§ BRIEF
Find every line in the entries below that contains the string "instance" and copy each one. Matching is case-sensitive.

§ MATERIAL FOR THIS TASK
####################
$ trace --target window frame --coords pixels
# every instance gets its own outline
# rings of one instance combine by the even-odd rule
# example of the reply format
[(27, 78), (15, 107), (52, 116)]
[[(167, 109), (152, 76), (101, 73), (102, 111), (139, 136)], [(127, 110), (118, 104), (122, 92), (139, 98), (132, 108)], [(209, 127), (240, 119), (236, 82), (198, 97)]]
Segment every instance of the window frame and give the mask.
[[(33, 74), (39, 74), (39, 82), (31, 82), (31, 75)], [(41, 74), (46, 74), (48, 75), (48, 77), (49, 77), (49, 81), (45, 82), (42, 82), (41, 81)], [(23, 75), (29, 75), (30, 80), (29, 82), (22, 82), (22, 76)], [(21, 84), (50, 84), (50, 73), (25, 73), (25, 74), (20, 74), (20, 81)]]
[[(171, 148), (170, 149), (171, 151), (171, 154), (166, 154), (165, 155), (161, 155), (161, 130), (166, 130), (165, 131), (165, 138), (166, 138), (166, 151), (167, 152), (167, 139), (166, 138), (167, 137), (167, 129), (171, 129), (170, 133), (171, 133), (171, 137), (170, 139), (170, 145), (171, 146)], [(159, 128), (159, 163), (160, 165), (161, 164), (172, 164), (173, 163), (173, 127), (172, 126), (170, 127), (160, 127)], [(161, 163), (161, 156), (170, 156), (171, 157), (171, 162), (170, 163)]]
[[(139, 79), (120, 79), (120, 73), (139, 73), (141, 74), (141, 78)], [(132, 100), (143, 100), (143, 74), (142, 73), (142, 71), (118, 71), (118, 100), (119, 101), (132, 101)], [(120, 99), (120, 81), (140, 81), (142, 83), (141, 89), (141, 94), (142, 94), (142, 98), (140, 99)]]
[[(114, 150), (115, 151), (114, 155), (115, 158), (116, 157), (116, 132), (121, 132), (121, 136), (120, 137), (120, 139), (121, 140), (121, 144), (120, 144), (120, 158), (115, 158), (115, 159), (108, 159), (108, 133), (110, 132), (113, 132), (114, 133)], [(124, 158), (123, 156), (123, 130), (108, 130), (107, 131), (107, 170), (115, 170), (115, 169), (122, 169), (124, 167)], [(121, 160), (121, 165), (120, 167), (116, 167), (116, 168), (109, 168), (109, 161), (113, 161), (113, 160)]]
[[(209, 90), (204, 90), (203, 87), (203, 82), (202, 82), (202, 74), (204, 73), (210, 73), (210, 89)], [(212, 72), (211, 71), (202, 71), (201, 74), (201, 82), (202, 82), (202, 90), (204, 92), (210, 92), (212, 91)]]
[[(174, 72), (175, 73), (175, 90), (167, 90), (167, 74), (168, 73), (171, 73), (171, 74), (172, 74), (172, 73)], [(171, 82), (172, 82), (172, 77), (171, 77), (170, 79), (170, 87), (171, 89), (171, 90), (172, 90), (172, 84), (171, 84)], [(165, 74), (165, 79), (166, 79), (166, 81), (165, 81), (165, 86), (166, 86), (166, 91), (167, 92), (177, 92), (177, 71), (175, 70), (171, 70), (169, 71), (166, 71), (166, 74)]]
####################
§ RIGHT ANSWER
# every instance gets its own outline
# rings of one instance combine by the even-odd rule
Segment every instance of the window frame and give the mask.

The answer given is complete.